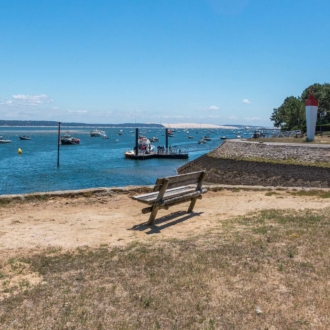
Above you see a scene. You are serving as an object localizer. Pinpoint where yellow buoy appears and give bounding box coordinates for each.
[18,148,22,154]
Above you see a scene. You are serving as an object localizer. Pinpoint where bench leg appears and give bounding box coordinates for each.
[147,206,159,225]
[187,198,197,213]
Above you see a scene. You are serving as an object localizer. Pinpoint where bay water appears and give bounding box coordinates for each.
[0,127,243,195]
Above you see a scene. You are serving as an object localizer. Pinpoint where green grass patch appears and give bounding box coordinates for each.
[265,191,281,196]
[287,190,330,198]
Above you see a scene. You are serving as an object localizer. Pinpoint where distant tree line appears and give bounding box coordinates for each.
[0,120,164,128]
[270,83,330,131]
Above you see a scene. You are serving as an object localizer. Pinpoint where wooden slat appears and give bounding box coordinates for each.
[164,171,203,184]
[167,179,198,190]
[150,171,205,192]
[133,185,191,200]
[156,188,207,206]
[133,186,196,204]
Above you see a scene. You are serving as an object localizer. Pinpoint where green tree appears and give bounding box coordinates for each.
[270,96,305,130]
[301,83,330,126]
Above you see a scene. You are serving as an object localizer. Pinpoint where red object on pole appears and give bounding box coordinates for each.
[305,88,319,106]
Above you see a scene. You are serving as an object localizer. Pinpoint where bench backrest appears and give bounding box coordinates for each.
[152,171,206,192]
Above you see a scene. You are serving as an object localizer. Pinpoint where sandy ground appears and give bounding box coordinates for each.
[0,189,329,258]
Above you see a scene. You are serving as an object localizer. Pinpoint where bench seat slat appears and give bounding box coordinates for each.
[133,185,192,199]
[133,186,196,204]
[159,188,207,206]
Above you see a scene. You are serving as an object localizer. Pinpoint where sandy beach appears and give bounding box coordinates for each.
[1,187,328,257]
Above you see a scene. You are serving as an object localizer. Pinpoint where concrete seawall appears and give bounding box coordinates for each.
[178,140,330,188]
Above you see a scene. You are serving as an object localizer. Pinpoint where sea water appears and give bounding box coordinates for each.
[0,127,242,195]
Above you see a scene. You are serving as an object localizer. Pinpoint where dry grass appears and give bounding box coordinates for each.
[249,135,330,144]
[286,190,330,199]
[1,208,330,329]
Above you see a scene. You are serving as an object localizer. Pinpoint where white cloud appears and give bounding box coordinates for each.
[12,94,52,105]
[244,117,261,121]
[162,115,186,119]
[242,99,251,104]
[67,110,87,113]
[228,116,238,120]
[203,105,220,111]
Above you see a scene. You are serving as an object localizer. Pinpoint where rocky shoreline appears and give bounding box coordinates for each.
[178,150,330,188]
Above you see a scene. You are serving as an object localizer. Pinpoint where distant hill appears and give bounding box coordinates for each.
[0,120,164,128]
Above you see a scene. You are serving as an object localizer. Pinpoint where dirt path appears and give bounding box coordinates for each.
[1,189,329,258]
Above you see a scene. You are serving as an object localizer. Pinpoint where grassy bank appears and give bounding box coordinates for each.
[1,207,330,329]
[248,135,330,144]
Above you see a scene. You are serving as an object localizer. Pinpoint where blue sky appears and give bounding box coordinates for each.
[1,0,329,126]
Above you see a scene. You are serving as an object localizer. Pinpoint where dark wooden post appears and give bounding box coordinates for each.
[165,128,168,152]
[135,128,139,155]
[57,122,61,167]
[148,178,169,225]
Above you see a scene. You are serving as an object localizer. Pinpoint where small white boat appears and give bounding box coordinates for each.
[0,136,11,143]
[198,139,206,144]
[124,136,155,158]
[90,128,107,138]
[220,136,227,140]
[188,136,194,139]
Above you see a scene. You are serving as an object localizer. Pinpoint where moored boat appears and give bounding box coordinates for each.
[19,135,32,140]
[124,136,155,158]
[90,128,107,138]
[0,136,11,143]
[61,132,80,145]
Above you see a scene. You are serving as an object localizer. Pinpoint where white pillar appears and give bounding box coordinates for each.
[305,90,318,141]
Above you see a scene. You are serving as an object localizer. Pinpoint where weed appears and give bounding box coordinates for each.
[265,191,280,196]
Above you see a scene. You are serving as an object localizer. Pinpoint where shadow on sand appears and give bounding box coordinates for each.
[129,211,203,234]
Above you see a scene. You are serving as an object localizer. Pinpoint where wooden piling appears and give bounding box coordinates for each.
[135,128,139,155]
[57,122,61,167]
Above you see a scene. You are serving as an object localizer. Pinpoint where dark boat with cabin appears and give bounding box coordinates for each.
[19,135,32,140]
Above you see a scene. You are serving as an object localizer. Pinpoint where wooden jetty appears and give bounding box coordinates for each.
[124,151,188,160]
[124,127,189,160]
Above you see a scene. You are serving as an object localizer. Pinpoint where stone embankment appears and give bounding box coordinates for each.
[178,140,330,188]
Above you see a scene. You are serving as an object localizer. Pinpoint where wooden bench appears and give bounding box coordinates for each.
[132,171,207,225]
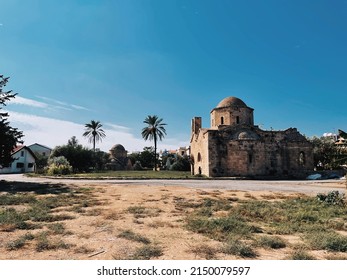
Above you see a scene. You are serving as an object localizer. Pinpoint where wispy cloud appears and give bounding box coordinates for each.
[36,95,91,111]
[10,96,48,108]
[71,104,89,110]
[104,122,131,132]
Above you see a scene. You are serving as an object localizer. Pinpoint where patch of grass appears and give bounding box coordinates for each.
[35,231,72,252]
[0,208,32,231]
[49,170,193,179]
[104,211,123,220]
[47,223,66,234]
[118,230,151,244]
[173,197,201,209]
[235,197,347,235]
[0,193,37,205]
[148,220,175,228]
[126,206,162,218]
[74,246,94,254]
[186,215,261,241]
[290,250,316,260]
[6,233,35,250]
[222,239,257,258]
[27,205,74,222]
[256,236,286,249]
[305,231,347,252]
[189,244,219,259]
[131,244,163,260]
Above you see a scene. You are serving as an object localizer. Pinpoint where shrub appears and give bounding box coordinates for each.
[222,239,257,258]
[316,191,345,206]
[290,250,316,260]
[257,236,286,249]
[117,230,151,244]
[131,244,163,260]
[46,156,72,175]
[133,161,144,171]
[47,164,72,175]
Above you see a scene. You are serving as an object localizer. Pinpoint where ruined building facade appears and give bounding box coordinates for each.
[190,97,313,178]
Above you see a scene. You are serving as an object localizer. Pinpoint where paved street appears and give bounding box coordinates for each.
[1,174,345,195]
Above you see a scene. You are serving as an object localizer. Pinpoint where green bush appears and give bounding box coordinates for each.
[46,156,72,175]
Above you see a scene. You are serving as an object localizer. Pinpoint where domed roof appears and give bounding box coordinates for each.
[110,144,125,151]
[216,97,247,108]
[237,131,259,140]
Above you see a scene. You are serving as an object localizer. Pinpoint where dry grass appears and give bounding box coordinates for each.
[1,180,347,260]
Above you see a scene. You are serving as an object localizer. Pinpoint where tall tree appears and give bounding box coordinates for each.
[83,120,106,152]
[141,115,167,171]
[0,75,24,167]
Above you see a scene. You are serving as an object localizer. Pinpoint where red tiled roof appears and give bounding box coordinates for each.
[12,145,24,153]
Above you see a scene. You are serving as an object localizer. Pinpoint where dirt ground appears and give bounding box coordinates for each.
[1,180,346,260]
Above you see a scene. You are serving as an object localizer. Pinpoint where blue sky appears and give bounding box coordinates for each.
[1,0,346,152]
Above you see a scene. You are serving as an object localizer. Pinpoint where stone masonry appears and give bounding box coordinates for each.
[190,97,313,178]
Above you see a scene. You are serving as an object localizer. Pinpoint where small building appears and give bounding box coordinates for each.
[106,144,133,171]
[0,146,37,174]
[190,96,313,178]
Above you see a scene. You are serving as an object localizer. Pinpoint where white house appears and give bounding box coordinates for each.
[28,143,52,157]
[0,146,37,174]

------------------------------------------------

## [EXERCISE BRIEF]
Exact output of each line above is wanted, without the pictures.

## [RESULT OF THE EXERCISE]
Above you see a scene. You are serving as an object localizer. Pinpoint where yellow buoy appears and give bounding box coordinates for each.
[18,148,22,154]
Above you see a scene. You are serving as an object localizer. Pinpoint where bench leg appears and give bounding box coordinates for each.
[147,206,159,225]
[187,198,197,213]
Above you see a scene. You are serving as an object localizer. Pinpoint where bay water appears and give bounding box coordinates for each.
[0,127,243,195]
Above you see a scene. You are serving as an object localizer. Pinpoint where green grass patch appears and give bounding box coordinates for each.
[265,191,281,196]
[287,190,330,198]
Above you see a scene. You are serving as an object localizer. Pinpoint where distant tree line appears and give bounding box coordinates for each.
[0,120,164,128]
[270,83,330,131]
Above you see a scene. You are serving as an object localizer. Pinpoint where wooden slat appears and give bounding box coordinates for each.
[164,171,203,184]
[167,179,198,190]
[150,171,205,192]
[133,185,191,200]
[156,188,207,206]
[133,186,196,204]
Above you see a scene. You are serving as an object localizer. Pinpoint where green tree appears and give bounding box coordinates for each.
[270,96,305,130]
[301,83,330,126]
Above you see a scene. You are serving as an object localizer. Pinpoint where red object on pole appears and give bounding box coordinates for each.
[305,88,319,106]
Above you see a scene. You are serving as an object localizer. Pinpoint where bench backrest appears and give bounding box coordinates for each.
[152,171,206,192]
Above you see a scene. You are serving as an object localizer. Pinpoint where sandy ground appears and give bounding box coordinates for each.
[0,189,329,258]
Above you see a scene. You are serving as an object localizer. Pinpoint where bench seat slat appears and give bounding box coordinates for each.
[133,185,192,199]
[133,186,196,204]
[159,188,207,206]
Above you see a scene. You are serving as an object localizer. Pinpoint where sandy beach appears and give bounding box coordinates for each.
[1,187,328,257]
Above you see a scene. You are serving as an object localizer. Pinpoint where concrete seawall appears and give bounding box coordinates for each.
[178,140,330,188]
Above you see a scene. You are serving as an object localizer. Pinpoint where sea water appears and give bounding box coordinates for each.
[0,127,242,195]
Above you see a scene. You are serving as an object localizer. Pinpoint where dry grass appears and give bounding box coordinates for each.
[249,135,330,144]
[286,190,330,199]
[1,208,330,329]
Above you see a scene. You are serving as an object localizer. Pinpoint where white cloud appears and give bounding box coordinates for each.
[12,94,52,105]
[244,117,261,121]
[162,115,186,119]
[242,99,251,104]
[67,110,87,113]
[228,116,238,120]
[203,105,220,111]
Above you see a scene. You are serving as an object localizer. Pinpoint where rocky shoreline appears and give bounding box coordinates for each.
[178,150,330,188]
Above you see a scene. You are serving as an object localizer. Pinpoint where distant hill appears and give bounding box coordinates for each.
[0,120,164,128]
Above you see a scene. You are serving as an object localizer. Pinpoint where dirt path appears and give bounding box coordinates for each.
[1,189,329,258]
Above you see a scene. You are serving as an object localizer. Pinpoint where grassy bank appears and give bounding box coordinates for each.
[1,207,330,329]
[248,135,330,144]
Above you see a scene. You are serving as an object localizer. Pinpoint where blue sky appears and give bounding box coordinates for each.
[1,0,329,126]
Above you see a scene. You are serving as an object localizer. Pinpoint where dark wooden post appears and give bounding box coordinates for each.
[165,128,168,152]
[135,128,139,155]
[57,122,61,167]
[148,178,169,225]
Above you see a scene. You are serving as an object localizer. Pinpoint where small white boat appears and give bounding box coordinates for each.
[0,136,11,143]
[198,139,206,144]
[124,136,155,158]
[90,128,107,138]
[220,136,227,140]
[188,136,194,139]
Above you see a scene. You are serving as an object localizer. Pinpoint where moored boat appears and give bounding box coordinates for each.
[19,135,32,140]
[124,136,155,158]
[90,128,107,138]
[0,136,11,143]
[61,132,80,145]
Above you see a scene. You are serving as an object localizer. Pinpoint where white pillar appears and give bounding box coordinates for each.
[305,90,318,141]
Above you see a scene. You are serving as an object localizer. Pinpoint where weed appears and give bounding box coordinates for each.
[265,191,280,196]
Above you see a scene. You are serving as an object localizer. Pinpoint where shadow on sand appears and give bounding box coordinates for each.
[129,211,203,234]
Above you see a scene. You are serving as an object localizer. Pinpoint where wooden piling appears and give bounding box coordinates for each.
[135,128,139,155]
[57,122,61,167]
Above you see a scene. You are serving as an object localizer. Pinpoint where dark boat with cabin appears and give bounding box coordinates for each.
[19,135,32,140]
Above you see a scene. You are serving as an object localizer. Pinpoint where wooden jetty appears and give bounding box coordinates for each.
[124,151,188,160]
[124,127,189,160]
Above you see a scene. You are serving as an object localizer. Pinpoint where stone embankment appears and give bounding box coordinates for each.
[178,140,330,188]
Above you see a scene. You are serving as an object localizer. Pinpoint where wooden bench appears and give bounding box coordinates for each.
[132,171,207,225]
Above you see a scene. You are serving as an object localizer. Pinpoint where wispy cloud appears and give bounding box coordinates for each.
[36,95,91,111]
[10,96,48,108]
[71,104,89,110]
[104,122,131,132]
Above you see a scene. You are serving as an object localizer. Pinpoint where patch of grass appears and give bounding box coordinates for each.
[35,231,72,252]
[0,208,32,231]
[49,170,193,179]
[104,211,123,220]
[47,223,66,234]
[118,230,151,244]
[173,197,201,209]
[235,197,347,235]
[0,193,37,205]
[148,220,175,228]
[126,206,162,218]
[74,246,94,254]
[186,215,261,241]
[290,250,316,260]
[6,233,35,250]
[222,239,257,258]
[27,205,74,222]
[256,236,286,249]
[305,231,347,252]
[189,244,219,259]
[131,244,163,260]
Above you see a scene. You are serving as an object localizer. Pinpoint where shrub appears and give bounding box coordinates for each.
[222,239,257,258]
[316,191,345,206]
[290,250,316,260]
[257,236,286,249]
[117,230,151,244]
[131,244,163,260]
[46,156,72,175]
[133,161,144,171]
[47,164,72,175]
Above you see a scene. You are serving as an object localizer. Pinpoint where ruined building facade appears and give bounding box coordinates for each.
[190,97,313,178]
Above you see a scene. You are serving as an object localizer. Pinpoint where paved street appears and give bounding box coordinates for each.
[1,174,345,195]
Above you see a scene. You are serving as an object localizer. Pinpoint where green bush appears and give bounding box coordinates for each.
[46,156,72,175]
Above you see a scene. You are serving as an object localizer. Pinpoint where domed roof appears and give bounding box coordinates for each.
[110,144,125,151]
[216,97,247,108]
[237,131,259,140]
Above you see a scene. You are serving as an object localizer. Pinpoint where dry grass appears and give bounding box coordinates for each.
[1,180,347,260]
Above you see a scene. You are serving as an object localizer. Pinpoint where tall tree appears and give bounding box coordinates for each.
[83,120,106,152]
[141,115,167,171]
[0,75,24,167]
Above you see a scene. You are serving as an object localizer. Pinpoint where red tiled roof appears and give bounding box coordinates for each.
[12,145,24,153]
Above you see a scene. You are serving as an object localizer. Pinpoint where dirt ground appears and give bounding box coordinates for each.
[1,180,346,260]
Above you see a scene. You are serving as an object localizer. Pinpoint where blue sky appears and give bounding box coordinates for each.
[1,0,346,152]
Above you see a scene. You are serving as an object localizer. Pinpoint where stone masonry appears and give bounding box coordinates for each.
[190,97,313,178]
Above you see a scene. You are serving as an object localizer. Pinpoint where small building appears and give bounding box coordinates for each.
[106,144,133,171]
[0,146,37,174]
[190,96,313,178]
Above you see a scene. You are serving as an object localizer. Pinpoint where white house appears and give bounding box coordinates for each.
[28,143,52,157]
[0,146,37,174]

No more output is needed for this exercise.